→ What to do:
**1)** In the article below about Nova Scotia's first cannabis customers, what did Daniel Moore buy, and at what price?
**2)** In the article below about Nova Scotia's first cannabis customers, rewrite more briefly the paragraph that begins "The line continued to grow throughout the morning at Joseph Howe Drive," keeping its main facts.
**3)** Pick up the article below about Nova Scotia's first cannabis customers after its final sentence and continue it.

Nova Scotians among first cannabis customers

Recreational cannabis is now legal in Canada and Maritimers were among the first Canadians to line up at marijuana retail stores early Wednesday morning.

Daniel Moore was the first person in line at the NSLC Cannabis store on Joseph Howe Drive at 7 a.m. He says purchasing pot at the NSLC was a different experience, but a positive one.

“Using debit to buy weed was different. That was pretty cool. You know, I’m used to paying with cash; as well as being taxed and getting a receipt,” said Moore. “There was quite a bit of selection, there’s a lot of different strains … it was different, but very exciting.”

Moore says he purchased a pack of five pre-rolls for $25 plus tax, which he believes is a fair price.

“The pricing is very similar to what you would have found in dispensaries. I didn’t mind the pricing at all,” he said.

The line continued to grow throughout the morning at Joseph Howe Drive, where police made a quick stop to remind customers not to smoke and drive. They didn’t stay long, but a security officer remained on scene to help with crowd control.

The store eventually became so full some customers had to wait outside until other customers had left, so as not to block any exits.

It was a similar scene at Nova Scotia’s only standalone pot shop on Clyde Street in Halifax.

Joseph Brown was the first person in line around 6 a.m. While the 23-year-old describes himself as a “light” cannabis user, he says it’s an historic day and he thought it was important to be first in line.

“I just wanted to be here. I think it’s like a big deal. It’s like an historical moment, right,” said Brown. “It should never have been illegal to begin with.”

The line continued to grow throughout the morning, with dozens of people eventually wrapped around the block as they patiently awaited the store’s opening at 10 a.m.

→ Supplied material:
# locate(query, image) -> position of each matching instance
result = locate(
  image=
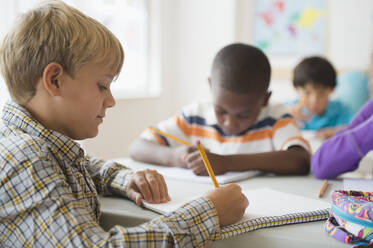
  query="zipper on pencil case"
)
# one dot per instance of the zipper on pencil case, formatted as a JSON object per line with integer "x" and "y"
{"x": 350, "y": 218}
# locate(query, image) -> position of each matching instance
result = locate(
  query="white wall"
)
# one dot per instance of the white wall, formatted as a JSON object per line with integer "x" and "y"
{"x": 193, "y": 31}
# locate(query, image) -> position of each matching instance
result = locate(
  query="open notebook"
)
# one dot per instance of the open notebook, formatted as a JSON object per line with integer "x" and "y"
{"x": 188, "y": 175}
{"x": 266, "y": 208}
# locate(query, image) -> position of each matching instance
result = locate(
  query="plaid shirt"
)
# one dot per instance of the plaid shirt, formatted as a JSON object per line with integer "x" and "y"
{"x": 49, "y": 189}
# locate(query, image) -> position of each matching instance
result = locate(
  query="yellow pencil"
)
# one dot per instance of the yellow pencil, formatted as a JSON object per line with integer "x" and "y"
{"x": 170, "y": 136}
{"x": 207, "y": 163}
{"x": 323, "y": 188}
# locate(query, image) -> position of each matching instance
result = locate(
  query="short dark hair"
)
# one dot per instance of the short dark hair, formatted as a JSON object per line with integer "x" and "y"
{"x": 241, "y": 68}
{"x": 315, "y": 70}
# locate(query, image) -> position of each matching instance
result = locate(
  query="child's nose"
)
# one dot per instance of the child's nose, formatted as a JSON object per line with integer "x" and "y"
{"x": 229, "y": 123}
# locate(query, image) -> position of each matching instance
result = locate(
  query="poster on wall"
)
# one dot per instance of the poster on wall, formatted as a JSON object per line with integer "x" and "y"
{"x": 290, "y": 27}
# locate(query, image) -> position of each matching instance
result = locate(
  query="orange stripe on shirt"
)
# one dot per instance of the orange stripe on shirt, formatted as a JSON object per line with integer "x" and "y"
{"x": 189, "y": 130}
{"x": 298, "y": 138}
{"x": 157, "y": 138}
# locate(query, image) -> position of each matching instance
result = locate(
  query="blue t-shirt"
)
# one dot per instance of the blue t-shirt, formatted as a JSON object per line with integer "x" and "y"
{"x": 336, "y": 114}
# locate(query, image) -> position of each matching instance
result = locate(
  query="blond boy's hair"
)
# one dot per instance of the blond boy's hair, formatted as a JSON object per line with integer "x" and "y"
{"x": 54, "y": 32}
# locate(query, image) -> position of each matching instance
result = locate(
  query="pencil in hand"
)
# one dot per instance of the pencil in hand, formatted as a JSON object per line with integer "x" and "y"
{"x": 207, "y": 163}
{"x": 323, "y": 188}
{"x": 183, "y": 142}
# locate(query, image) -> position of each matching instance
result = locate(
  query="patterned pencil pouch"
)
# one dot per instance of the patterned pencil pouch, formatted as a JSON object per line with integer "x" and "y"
{"x": 351, "y": 218}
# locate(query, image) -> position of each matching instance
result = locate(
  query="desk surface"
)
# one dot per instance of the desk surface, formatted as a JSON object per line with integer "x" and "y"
{"x": 118, "y": 211}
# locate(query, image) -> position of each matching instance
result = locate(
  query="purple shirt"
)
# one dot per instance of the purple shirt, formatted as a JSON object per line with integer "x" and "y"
{"x": 343, "y": 152}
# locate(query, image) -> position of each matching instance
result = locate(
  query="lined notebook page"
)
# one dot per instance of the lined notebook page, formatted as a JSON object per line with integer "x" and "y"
{"x": 188, "y": 175}
{"x": 266, "y": 208}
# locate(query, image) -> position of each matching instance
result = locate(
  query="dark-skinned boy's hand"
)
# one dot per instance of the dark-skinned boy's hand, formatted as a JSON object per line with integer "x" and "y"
{"x": 195, "y": 163}
{"x": 147, "y": 185}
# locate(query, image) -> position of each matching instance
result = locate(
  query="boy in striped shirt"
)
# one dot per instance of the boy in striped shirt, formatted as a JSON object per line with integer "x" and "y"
{"x": 239, "y": 128}
{"x": 58, "y": 65}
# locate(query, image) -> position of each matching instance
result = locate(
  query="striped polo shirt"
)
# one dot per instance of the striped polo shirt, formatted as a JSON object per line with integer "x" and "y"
{"x": 274, "y": 130}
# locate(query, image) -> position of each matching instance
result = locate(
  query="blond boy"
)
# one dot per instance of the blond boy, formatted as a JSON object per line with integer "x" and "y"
{"x": 58, "y": 65}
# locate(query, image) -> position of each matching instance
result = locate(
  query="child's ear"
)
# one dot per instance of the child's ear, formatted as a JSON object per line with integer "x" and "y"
{"x": 51, "y": 78}
{"x": 267, "y": 95}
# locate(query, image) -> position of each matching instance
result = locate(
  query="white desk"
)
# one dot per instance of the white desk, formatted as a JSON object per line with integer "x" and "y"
{"x": 118, "y": 211}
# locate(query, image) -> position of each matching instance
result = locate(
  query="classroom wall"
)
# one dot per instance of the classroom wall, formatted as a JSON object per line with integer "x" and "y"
{"x": 192, "y": 32}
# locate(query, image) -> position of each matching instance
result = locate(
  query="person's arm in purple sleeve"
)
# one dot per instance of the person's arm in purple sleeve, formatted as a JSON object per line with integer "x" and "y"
{"x": 343, "y": 152}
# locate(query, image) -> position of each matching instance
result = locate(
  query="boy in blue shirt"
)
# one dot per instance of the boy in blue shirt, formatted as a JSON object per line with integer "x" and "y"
{"x": 315, "y": 79}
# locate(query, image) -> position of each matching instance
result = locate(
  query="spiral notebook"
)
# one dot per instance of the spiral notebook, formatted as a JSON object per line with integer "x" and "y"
{"x": 267, "y": 208}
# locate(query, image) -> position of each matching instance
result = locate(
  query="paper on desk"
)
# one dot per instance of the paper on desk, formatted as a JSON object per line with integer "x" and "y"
{"x": 358, "y": 184}
{"x": 262, "y": 202}
{"x": 188, "y": 175}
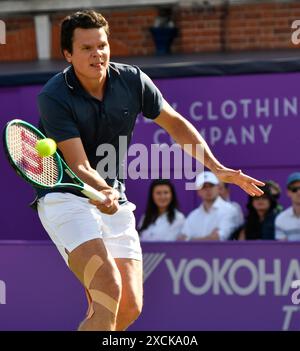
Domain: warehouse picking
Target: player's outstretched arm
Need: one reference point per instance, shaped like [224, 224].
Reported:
[184, 133]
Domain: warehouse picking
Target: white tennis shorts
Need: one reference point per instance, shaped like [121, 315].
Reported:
[71, 220]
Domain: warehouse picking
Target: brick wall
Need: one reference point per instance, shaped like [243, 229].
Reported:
[20, 40]
[239, 27]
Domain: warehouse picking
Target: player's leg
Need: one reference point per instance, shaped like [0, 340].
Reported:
[98, 272]
[122, 241]
[75, 227]
[132, 292]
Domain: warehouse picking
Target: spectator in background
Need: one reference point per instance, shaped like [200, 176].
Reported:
[260, 221]
[224, 192]
[287, 223]
[215, 218]
[276, 192]
[162, 220]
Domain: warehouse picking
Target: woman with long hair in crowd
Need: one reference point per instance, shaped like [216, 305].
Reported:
[162, 220]
[260, 221]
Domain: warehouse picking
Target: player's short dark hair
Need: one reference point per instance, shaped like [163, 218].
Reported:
[82, 19]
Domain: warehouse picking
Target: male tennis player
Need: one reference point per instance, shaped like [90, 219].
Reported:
[92, 102]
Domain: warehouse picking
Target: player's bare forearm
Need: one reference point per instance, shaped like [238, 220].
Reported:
[184, 133]
[76, 159]
[187, 136]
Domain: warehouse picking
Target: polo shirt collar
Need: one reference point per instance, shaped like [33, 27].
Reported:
[73, 82]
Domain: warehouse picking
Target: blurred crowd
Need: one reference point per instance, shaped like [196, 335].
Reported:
[219, 218]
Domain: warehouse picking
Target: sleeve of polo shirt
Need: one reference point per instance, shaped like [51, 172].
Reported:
[279, 232]
[152, 99]
[226, 225]
[56, 119]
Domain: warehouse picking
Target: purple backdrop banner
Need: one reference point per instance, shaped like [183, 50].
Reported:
[251, 122]
[188, 286]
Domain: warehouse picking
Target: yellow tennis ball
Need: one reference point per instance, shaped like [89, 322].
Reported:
[45, 147]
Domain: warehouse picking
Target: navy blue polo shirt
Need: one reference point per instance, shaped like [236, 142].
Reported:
[68, 111]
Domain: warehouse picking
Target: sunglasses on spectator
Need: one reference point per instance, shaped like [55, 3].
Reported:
[294, 189]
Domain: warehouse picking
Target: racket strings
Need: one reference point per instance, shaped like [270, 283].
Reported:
[21, 143]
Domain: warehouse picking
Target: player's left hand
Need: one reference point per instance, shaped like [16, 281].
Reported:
[248, 184]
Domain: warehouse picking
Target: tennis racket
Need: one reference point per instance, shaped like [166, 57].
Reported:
[20, 139]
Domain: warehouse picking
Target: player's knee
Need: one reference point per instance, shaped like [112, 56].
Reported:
[109, 281]
[133, 309]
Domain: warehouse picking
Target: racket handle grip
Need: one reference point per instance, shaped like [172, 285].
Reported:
[92, 193]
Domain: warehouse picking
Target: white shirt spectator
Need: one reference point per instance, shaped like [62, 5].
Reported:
[239, 216]
[287, 226]
[162, 229]
[201, 223]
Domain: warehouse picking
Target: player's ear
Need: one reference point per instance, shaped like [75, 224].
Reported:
[68, 56]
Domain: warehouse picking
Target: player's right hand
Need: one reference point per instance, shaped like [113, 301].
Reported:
[111, 204]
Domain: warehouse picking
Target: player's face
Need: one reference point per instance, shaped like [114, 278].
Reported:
[162, 196]
[261, 203]
[91, 52]
[209, 192]
[295, 194]
[223, 191]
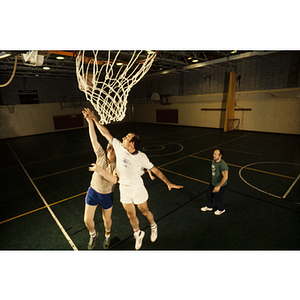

→ Answers to the tasks:
**1)** He bought a pack of five pre-rolls for $25 plus tax.

**2)** The Joseph Howe Drive line kept growing all morning. Police stopped briefly to remind customers not to smoke and drive, and a security officer stayed to help with crowd control.

**3)**
By 11 a.m., the Clyde Street location had sold $7,000 worth of cannabis.

NSLC spokesperson Beverley Ware says staff have been waiting for this day for months.

“This really is a momentous day for us and we’re pretty excited about it,” Ware told CTV Atlantic Wednesday morning. “As the employees are arriving they’re smiling, they’re excited … the employees have gone through their training, so now they want to get to work. They want to start meeting customers and getting chatting with them. They want to get moving on this.”

Security tight at Cannabis NB stores

In New Brunswick, most Cannabis NB stores opened at 10 a.m., but the two locations in Fredericton opened early at 8 a.m.

Security was strict, with two checkpoints located inside Cannabis NB stores. All customers were asked to show photo ID at the door. Those who didn't have a photo ID were turned away.

“There’s two checkpoints that you have to make it past before you even get into the store, and they’ve got three people monitoring you and making sure that you’re not going to break in and steal anything or there’s no children coming in,’ said one customer outside the Woodside Lane location. “You actually have to show your ID at the door, not at the cash register.”

The parking lot was full and there was a steady stream of people in and out of the Woodside Lane location Wednesday morning. Customers were seen leaving with plain white paper bags.

Only 35 to 40 people were allowed on the retail floor at one time, leading to long lineups out the door.

One buyer told CTV Atlantic he felt “different” waking up Wednesday morning while another commented that the products were reasonably priced and easy to purchase.

Maritime provinces adopt similar approach to pot

Nova Scotia, New Brunswick, and Prince Edward Island have all adopted a similar approach when it comes to selling cannabis. The legal age to purchase and consume pot is set to 19 in all three provinces and cannabis is being sold at government-run retail stores and online through the stores’ websites.

New Brunswick is selling marijuana at 20 standalone Cannabis NB stores across the province, while there are four standalone PEI Cannabis stores on Prince Edward Island.

Nova Scotia is selling cannabis through 12 select NSLC stores across the province. Only one of those shops – the Clyde Street location in Halifax - is a standalone pot shop. The 11 other NSLC Cannabis shops are located within existing NSLC stores.

While the NSLC Cannabis website is live, customers can’t place online orders without first obtaining an access code at an NSLC location.

Customers in New Brunswick and Prince Edward Island can place online orders through the Cannabis NB and PEI Cannabis websites.